* [What the exercise asks] Write out every record below exactly as given. Leave the pictures out.

* [Region pointing data]
##############################

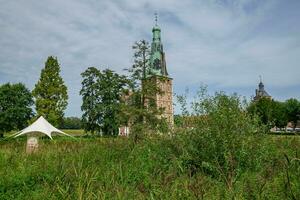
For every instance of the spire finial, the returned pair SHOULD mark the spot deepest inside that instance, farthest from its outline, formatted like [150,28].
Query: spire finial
[260,79]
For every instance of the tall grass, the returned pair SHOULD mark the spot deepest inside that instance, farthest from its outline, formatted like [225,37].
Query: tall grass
[112,168]
[225,154]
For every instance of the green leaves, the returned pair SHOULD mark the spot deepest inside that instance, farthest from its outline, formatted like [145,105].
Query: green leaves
[101,94]
[50,92]
[15,106]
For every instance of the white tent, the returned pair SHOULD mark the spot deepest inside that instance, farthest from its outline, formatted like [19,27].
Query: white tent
[41,125]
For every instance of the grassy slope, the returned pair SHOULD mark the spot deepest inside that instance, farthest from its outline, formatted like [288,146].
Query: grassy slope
[112,168]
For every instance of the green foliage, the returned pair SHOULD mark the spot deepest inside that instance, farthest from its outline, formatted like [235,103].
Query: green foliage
[293,110]
[50,93]
[15,107]
[101,94]
[275,113]
[71,123]
[264,108]
[279,114]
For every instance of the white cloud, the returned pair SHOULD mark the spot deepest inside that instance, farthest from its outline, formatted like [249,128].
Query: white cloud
[226,44]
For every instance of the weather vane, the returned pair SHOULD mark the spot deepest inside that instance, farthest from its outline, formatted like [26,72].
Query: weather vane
[260,79]
[155,14]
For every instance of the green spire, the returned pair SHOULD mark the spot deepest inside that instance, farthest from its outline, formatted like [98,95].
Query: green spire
[157,56]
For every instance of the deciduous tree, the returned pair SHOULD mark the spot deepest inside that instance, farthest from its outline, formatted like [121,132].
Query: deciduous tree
[50,93]
[15,107]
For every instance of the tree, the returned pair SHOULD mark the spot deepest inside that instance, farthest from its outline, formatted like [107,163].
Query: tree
[292,110]
[50,92]
[71,123]
[90,100]
[263,108]
[15,107]
[102,93]
[279,114]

##############################

* [Answer area]
For every instance of the spire finial, the returned pair SHOULD mark the spot deepest inside that instance, farthest from its outline, formatted like [150,28].
Query: spire finial
[260,79]
For every instance of the tall grass, the returned pair SHOULD mark the spot deepest inside that instance, farthest from its outline, formatted like [225,37].
Query: tall grass
[112,168]
[225,154]
For every instance of the green leaves, the returned pair SHOULD mark the spot deepest inside that instance, farthest from its outline, formatted like [145,105].
Query: green leaves
[101,94]
[50,92]
[15,106]
For every instance of the white tent, the returned pair SHOULD mark the spot deepest inside that instance, farthest from its outline, formatted like [19,27].
Query: white tent
[41,125]
For every instance of the grassy slope, the returned pair SHOULD mark the spot deepest inside that instance, farthest from its outline, formatted like [288,146].
Query: grassy slope
[112,168]
For every instance of the green foliage, the returned pair SHOULD mark the spot deepest inside that instance, farthest from its outline, formatted like [235,103].
Query: green foliage
[293,110]
[50,93]
[15,107]
[101,94]
[275,113]
[71,123]
[264,108]
[279,114]
For every instance of the white cloud, the returned pair SHOULD mark the spot deepest inside that instance, farthest from its outline, formatted like [249,128].
Query: white cloud
[226,44]
For every instance of the weather vane, the returned pair SHOULD mark the spot deepest inside that instance, farthest from its outline, formatted like [26,72].
Query: weather vane
[260,79]
[155,14]
For every instance of the green spire, the returned pair SHOULD mark the spot deepest inside that instance, farthest from its outline, formatted like [98,95].
Query: green spire
[157,56]
For every instance of the deciduous tree, the returned pair SHOULD mark the spot deepest inside that instance, farthest from its outline, formatted like [121,132].
Query: deciduous tree
[50,93]
[15,107]
For every instance of the tree, the returned pair SHOULD mark the spot deepest inside that instance, farthest from its outline, formatted like [107,163].
Query: tree
[292,110]
[50,92]
[71,123]
[90,100]
[263,108]
[15,107]
[102,93]
[279,114]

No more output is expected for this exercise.